--- Excerpted text ---

Novo Nordisk: Quantum Chemistry for GLP-1 Drug Design

The Challenge

GLP-1 receptor agonists have become among the most clinically significant drug classes in recent memory, with applications in type 2 diabetes management, obesity treatment, and emerging cardiovascular indications. Designing next-generation GLP-1 agonists with improved receptor selectivity, longer half-life, and reduced side-effect profiles requires precise understanding of how candidate molecules bind to the GLP-1 receptor at the quantum mechanical level.

Classical computational chemistry tools (density functional theory and molecular docking) are powerful but approximate. They struggle with strongly correlated electronic systems and can miss non-classical binding modes that arise from subtle quantum effects in the receptor binding pocket. Novo Nordisk’s computational chemistry team identified the GLP-1 receptor binding pocket as a system where classical methods were producing inconsistent results across different DFT functionals, suggesting the electronic structure was genuinely difficult.

--- Information provided ---
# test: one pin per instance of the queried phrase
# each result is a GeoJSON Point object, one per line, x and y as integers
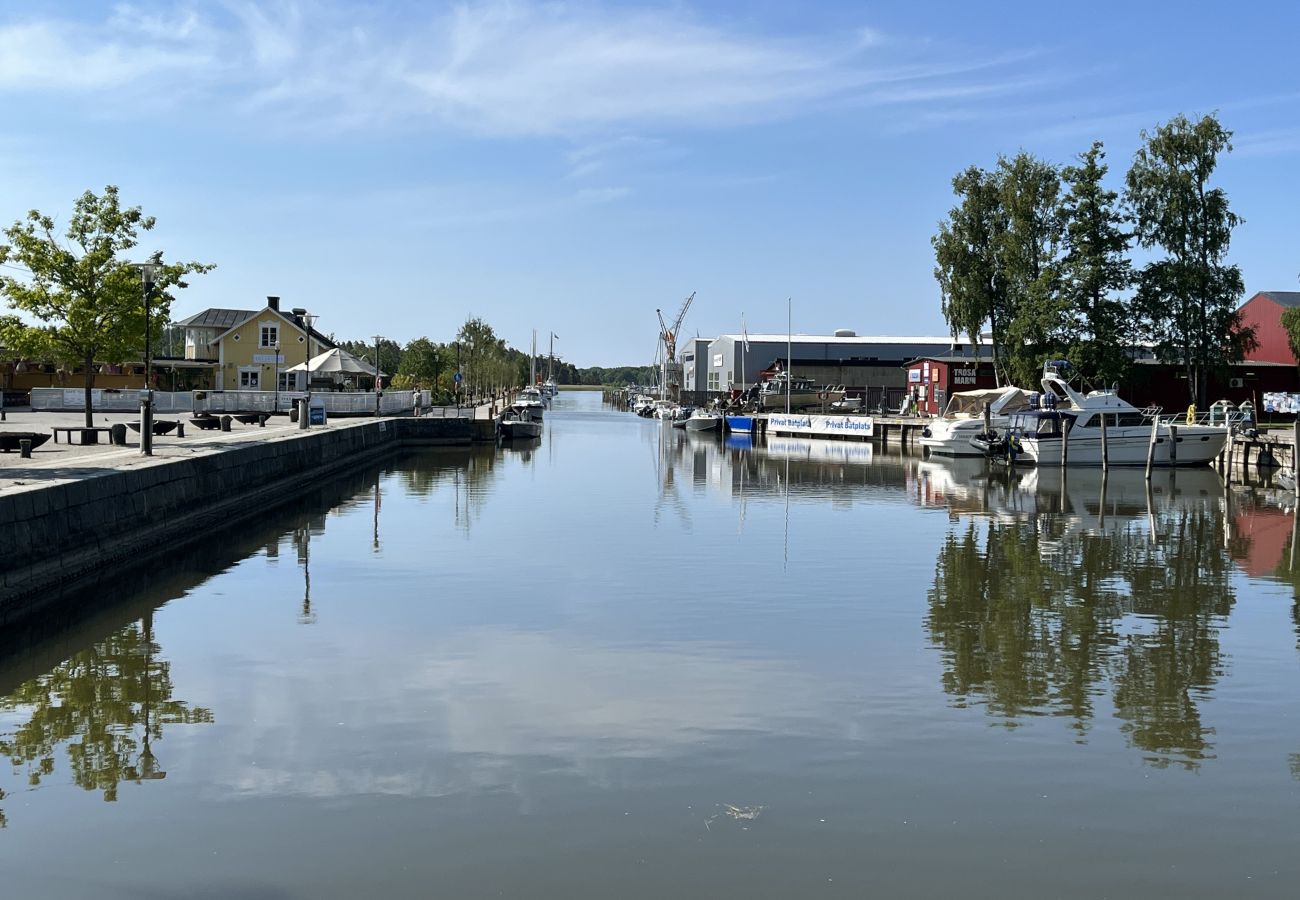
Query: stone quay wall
{"type": "Point", "coordinates": [56, 537]}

--- Problems to work on ---
1 - In the GLP-1 drug design text, which two classical computational chemistry tools are named?
2 - Please carry on the text about quantum chemistry for GLP-1 drug design from the point where it stops.
The listing is separate material and has no connection to the text on quantum chemistry for GLP-1 drug design.

--- Answers to the exercise ---
1 - Density functional theory and molecular docking.

2 -
The team worked with IBM to apply variational quantum eigensolver (VQE) methods on IBM Eagle hardware to study reduced active-space models of candidate molecules in the binding pocket, targeting electronic structure details that classical methods were underdetermining.

The Quantum Approach

Qiskit Nature was used to map the molecular Hamiltonian of the GLP-1 agonist fragment into a qubit representation using the Jordan-Wigner transformation. The active space was selected to focus on the frontier orbitals directly involved in receptor binding, keeping qubit counts within the range achievable on IBM Eagle (127 qubits). A hardware-efficient ansatz was chosen for VQE, and results were compared against CCSD(T) classical reference calculations on truncated systems.

from qiskit_nature.second_q.drivers import PySCFDriver
from qiskit_nature.second_q.mappers import JordanWignerMapper
from qiskit_nature.second_q.circuit.library import HartreeFock, UCCSD
from qiskit_algorithms.minimum_eigensolvers import VQE
from qiskit_algorithms.optimizers import SLSQP
from qiskit.primitives import Estimator

# Define a simplified GLP-1 fragment (using alanine dipeptide as proxy)
driver = PySCFDriver(
    atom="N 0.0 0.0 0.0; C 1.45 0.0 0.0; C 2.5 1.2 0.0; O 2.3 2.4 0.0",
    basis="sto-3g",
    charge=0,
    spin=0,
)
problem = driver.run()

# Map to qubit operator
mapper = JordanWignerMapper()
second_q_op = problem.hamiltonian.second_q_op()
qubit_op = mapper.map(second_q_op)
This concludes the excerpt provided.